Collected data:
———

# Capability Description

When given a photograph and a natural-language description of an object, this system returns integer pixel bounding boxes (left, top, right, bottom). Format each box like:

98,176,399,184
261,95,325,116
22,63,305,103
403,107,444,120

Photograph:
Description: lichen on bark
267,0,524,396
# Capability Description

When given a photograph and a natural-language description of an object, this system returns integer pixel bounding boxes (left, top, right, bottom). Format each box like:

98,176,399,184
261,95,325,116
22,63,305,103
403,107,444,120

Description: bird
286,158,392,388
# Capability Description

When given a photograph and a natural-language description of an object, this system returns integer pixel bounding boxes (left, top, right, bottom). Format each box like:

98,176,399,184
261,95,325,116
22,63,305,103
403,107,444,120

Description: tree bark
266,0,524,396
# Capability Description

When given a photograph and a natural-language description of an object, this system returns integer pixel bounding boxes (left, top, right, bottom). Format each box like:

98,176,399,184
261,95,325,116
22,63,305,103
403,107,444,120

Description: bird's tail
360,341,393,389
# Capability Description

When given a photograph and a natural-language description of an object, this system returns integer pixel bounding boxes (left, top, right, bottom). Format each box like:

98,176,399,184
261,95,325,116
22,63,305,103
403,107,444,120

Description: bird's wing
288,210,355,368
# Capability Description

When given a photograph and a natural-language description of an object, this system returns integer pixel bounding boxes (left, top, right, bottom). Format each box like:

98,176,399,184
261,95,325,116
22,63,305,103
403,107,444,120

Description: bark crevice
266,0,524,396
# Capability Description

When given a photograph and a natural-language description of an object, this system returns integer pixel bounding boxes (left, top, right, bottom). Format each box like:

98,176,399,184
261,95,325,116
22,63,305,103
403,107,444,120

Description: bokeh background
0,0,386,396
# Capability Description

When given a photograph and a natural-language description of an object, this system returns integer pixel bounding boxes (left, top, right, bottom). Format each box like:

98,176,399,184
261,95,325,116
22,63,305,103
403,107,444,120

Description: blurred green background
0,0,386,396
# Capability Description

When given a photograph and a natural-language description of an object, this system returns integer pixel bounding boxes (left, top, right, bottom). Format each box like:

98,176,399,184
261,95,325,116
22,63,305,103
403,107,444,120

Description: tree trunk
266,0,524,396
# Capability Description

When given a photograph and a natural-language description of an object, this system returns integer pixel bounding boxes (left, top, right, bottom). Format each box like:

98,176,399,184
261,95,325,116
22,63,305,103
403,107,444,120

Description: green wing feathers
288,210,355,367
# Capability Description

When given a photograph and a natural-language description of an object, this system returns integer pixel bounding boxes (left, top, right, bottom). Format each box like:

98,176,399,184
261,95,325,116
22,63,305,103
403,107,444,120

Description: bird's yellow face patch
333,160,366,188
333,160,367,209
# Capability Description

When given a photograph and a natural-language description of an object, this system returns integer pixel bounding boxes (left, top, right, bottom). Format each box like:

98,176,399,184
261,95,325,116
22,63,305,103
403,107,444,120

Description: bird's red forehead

———

Instruction: List each line in the listing above that contains the string "bark". Case counts.

Output of the task:
Description: lichen on bark
Description: tree bark
Description: bark crevice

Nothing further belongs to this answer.